Records:
*** Begin section ***

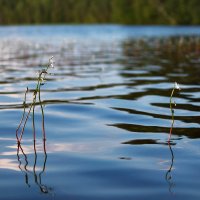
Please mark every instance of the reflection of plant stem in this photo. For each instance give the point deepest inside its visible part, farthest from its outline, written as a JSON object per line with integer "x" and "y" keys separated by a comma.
{"x": 25, "y": 166}
{"x": 168, "y": 175}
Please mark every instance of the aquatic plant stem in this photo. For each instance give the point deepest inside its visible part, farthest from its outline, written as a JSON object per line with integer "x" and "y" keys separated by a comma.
{"x": 172, "y": 112}
{"x": 22, "y": 118}
{"x": 43, "y": 126}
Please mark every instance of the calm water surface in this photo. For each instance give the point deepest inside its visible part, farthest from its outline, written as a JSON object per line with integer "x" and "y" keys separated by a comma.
{"x": 107, "y": 116}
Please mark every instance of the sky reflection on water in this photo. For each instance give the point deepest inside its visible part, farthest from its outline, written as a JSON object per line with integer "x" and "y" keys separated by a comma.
{"x": 107, "y": 115}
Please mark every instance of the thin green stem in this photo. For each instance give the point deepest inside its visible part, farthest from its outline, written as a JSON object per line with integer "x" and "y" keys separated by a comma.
{"x": 22, "y": 118}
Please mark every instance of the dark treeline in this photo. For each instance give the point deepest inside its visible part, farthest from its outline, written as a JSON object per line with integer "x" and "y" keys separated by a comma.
{"x": 100, "y": 11}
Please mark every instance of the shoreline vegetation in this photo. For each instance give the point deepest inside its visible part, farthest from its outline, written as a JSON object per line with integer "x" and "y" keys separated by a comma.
{"x": 138, "y": 12}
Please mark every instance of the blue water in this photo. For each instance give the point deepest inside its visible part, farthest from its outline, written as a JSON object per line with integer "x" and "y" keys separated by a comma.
{"x": 106, "y": 112}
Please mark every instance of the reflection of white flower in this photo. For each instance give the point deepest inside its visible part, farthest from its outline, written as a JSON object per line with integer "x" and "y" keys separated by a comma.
{"x": 51, "y": 62}
{"x": 176, "y": 86}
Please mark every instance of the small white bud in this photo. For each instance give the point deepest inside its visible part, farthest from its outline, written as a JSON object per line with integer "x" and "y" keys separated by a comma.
{"x": 176, "y": 86}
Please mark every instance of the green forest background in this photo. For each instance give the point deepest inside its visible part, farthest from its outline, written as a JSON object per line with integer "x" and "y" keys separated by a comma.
{"x": 172, "y": 12}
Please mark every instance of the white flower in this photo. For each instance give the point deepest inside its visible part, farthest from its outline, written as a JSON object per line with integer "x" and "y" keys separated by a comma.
{"x": 176, "y": 86}
{"x": 51, "y": 62}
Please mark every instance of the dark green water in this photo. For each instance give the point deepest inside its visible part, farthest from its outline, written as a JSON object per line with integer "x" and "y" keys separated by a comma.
{"x": 106, "y": 108}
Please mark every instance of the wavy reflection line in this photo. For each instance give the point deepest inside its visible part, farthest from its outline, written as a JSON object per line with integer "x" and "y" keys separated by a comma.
{"x": 37, "y": 175}
{"x": 25, "y": 171}
{"x": 168, "y": 175}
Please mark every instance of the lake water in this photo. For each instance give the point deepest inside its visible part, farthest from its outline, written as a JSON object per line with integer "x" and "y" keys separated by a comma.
{"x": 106, "y": 112}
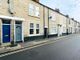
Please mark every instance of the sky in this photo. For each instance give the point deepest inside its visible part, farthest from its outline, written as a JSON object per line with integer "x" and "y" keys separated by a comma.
{"x": 67, "y": 7}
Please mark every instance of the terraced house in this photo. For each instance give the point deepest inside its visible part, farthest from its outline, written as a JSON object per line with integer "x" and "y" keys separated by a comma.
{"x": 28, "y": 20}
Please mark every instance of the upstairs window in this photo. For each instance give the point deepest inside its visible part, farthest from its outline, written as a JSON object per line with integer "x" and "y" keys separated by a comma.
{"x": 37, "y": 11}
{"x": 31, "y": 9}
{"x": 37, "y": 28}
{"x": 34, "y": 10}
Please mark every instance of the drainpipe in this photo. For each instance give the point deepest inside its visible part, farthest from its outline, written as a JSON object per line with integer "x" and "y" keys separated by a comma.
{"x": 48, "y": 22}
{"x": 10, "y": 7}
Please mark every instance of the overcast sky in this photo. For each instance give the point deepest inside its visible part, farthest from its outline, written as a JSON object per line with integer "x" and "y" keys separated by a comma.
{"x": 70, "y": 7}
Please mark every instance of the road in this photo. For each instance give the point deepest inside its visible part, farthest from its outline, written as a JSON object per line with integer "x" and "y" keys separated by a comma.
{"x": 65, "y": 49}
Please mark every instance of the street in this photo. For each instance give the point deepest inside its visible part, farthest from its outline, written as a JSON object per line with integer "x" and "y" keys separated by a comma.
{"x": 64, "y": 49}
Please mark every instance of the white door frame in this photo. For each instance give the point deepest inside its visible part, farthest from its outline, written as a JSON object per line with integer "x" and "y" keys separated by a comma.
{"x": 15, "y": 34}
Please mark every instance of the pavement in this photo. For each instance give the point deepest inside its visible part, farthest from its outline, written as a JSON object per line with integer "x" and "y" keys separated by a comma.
{"x": 4, "y": 50}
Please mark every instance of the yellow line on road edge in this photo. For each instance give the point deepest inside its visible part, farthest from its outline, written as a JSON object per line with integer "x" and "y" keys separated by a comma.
{"x": 31, "y": 47}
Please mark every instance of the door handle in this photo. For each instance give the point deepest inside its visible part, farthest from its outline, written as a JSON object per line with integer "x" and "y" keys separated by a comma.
{"x": 6, "y": 35}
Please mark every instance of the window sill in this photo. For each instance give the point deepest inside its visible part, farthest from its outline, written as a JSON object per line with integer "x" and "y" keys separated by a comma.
{"x": 34, "y": 16}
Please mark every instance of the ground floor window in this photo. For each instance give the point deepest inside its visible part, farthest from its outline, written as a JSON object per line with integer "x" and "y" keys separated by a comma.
{"x": 31, "y": 28}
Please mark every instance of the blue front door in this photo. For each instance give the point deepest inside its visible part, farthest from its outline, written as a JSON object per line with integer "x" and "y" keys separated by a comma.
{"x": 6, "y": 33}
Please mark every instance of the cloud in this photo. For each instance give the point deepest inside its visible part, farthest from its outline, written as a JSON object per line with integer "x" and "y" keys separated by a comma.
{"x": 71, "y": 7}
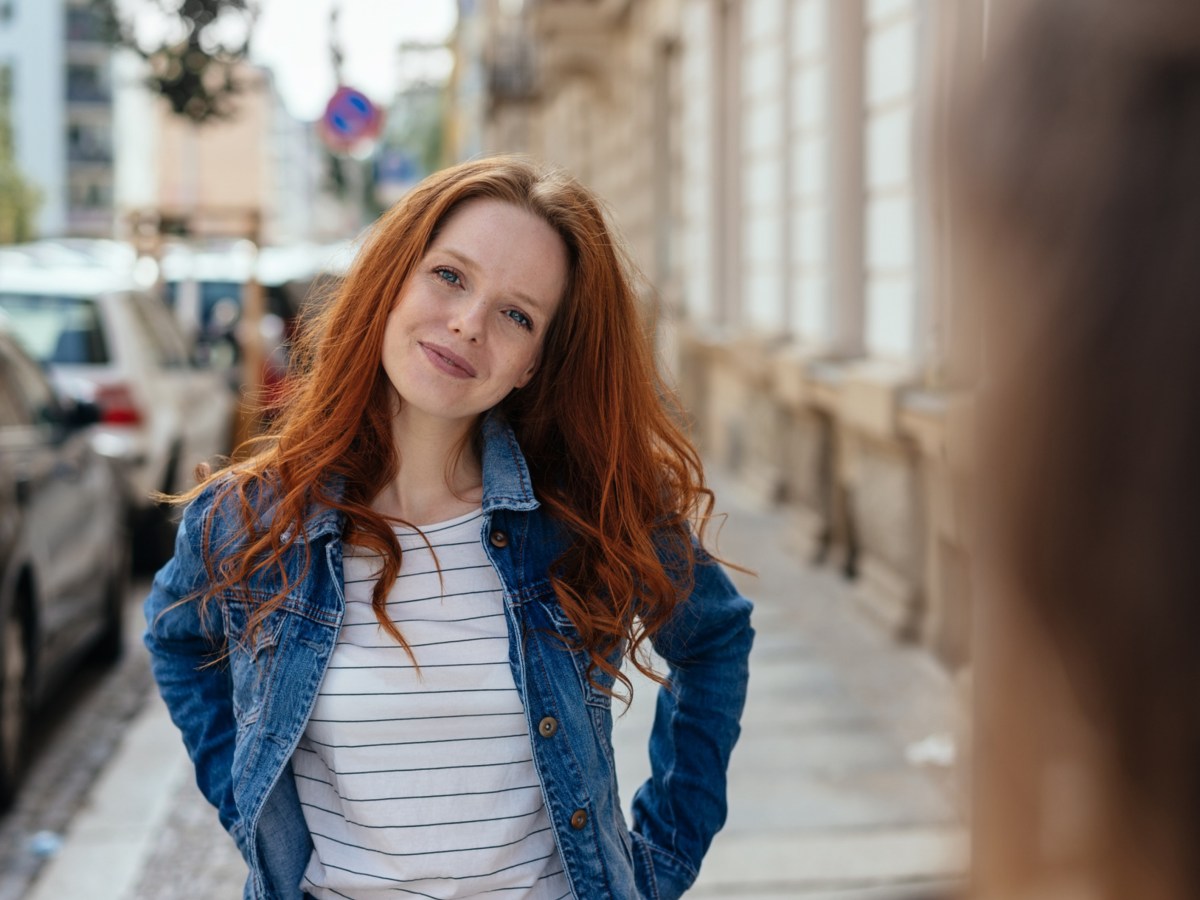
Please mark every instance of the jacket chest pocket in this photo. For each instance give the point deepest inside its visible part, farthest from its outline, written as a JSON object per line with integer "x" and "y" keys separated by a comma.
{"x": 567, "y": 643}
{"x": 251, "y": 658}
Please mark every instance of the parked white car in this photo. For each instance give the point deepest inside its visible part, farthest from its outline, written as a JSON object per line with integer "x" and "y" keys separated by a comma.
{"x": 105, "y": 336}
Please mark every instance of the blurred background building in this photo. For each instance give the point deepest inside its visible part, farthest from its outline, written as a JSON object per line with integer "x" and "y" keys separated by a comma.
{"x": 763, "y": 159}
{"x": 772, "y": 163}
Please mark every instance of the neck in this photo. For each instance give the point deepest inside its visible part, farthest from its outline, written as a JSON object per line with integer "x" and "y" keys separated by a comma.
{"x": 439, "y": 474}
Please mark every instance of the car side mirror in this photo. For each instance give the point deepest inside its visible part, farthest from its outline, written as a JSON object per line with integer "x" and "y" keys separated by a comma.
{"x": 81, "y": 413}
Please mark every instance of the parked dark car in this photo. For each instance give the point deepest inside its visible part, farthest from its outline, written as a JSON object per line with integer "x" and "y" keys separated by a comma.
{"x": 64, "y": 549}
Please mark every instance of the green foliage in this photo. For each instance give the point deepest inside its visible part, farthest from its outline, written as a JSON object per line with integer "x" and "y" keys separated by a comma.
{"x": 196, "y": 73}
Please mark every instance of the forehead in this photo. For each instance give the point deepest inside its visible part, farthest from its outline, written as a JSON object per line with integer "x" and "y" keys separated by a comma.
{"x": 508, "y": 245}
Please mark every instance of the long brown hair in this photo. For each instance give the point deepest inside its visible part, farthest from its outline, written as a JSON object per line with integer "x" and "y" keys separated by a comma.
{"x": 1078, "y": 171}
{"x": 597, "y": 425}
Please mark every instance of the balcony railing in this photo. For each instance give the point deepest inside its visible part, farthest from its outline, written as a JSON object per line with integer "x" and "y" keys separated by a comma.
{"x": 84, "y": 27}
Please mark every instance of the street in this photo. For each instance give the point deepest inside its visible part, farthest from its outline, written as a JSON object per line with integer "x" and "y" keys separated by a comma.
{"x": 72, "y": 742}
{"x": 844, "y": 785}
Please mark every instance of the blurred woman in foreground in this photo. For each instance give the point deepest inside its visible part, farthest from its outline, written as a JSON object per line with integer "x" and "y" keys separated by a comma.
{"x": 1077, "y": 173}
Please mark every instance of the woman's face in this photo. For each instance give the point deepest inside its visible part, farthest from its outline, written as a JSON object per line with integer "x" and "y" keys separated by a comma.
{"x": 471, "y": 319}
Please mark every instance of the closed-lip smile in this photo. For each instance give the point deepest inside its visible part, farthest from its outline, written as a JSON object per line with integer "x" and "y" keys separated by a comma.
{"x": 447, "y": 360}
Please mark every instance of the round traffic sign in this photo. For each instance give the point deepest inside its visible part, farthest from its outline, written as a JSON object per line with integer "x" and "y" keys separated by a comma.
{"x": 349, "y": 120}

*** End section ***

What needs to be done:
Leaving out every line before the one with "Please mark every instance of the woman's", print the rest of the listing above exactly, through its final line.

Task response:
Please mark every instance of the woman's face in this photo. For each instance give the point deepest inside its visible part, farthest from its outline, written as a JSON object per line with integer "x" and "y" keys separated by a comma.
{"x": 471, "y": 319}
Please mark every instance of the closed-lip smile in this photo. For each instance give the point deepest inside its visible part, farthest from its outline, written as a JSON object per line with integer "x" and "y" keys separated by a comma.
{"x": 447, "y": 360}
Please mark every instance of the round traffic sign in this photo. For each instance give the point deepest inside its visible part, farthest from its outline, written as a JSON object per line with integer "x" and "y" keys separated by a comma.
{"x": 349, "y": 120}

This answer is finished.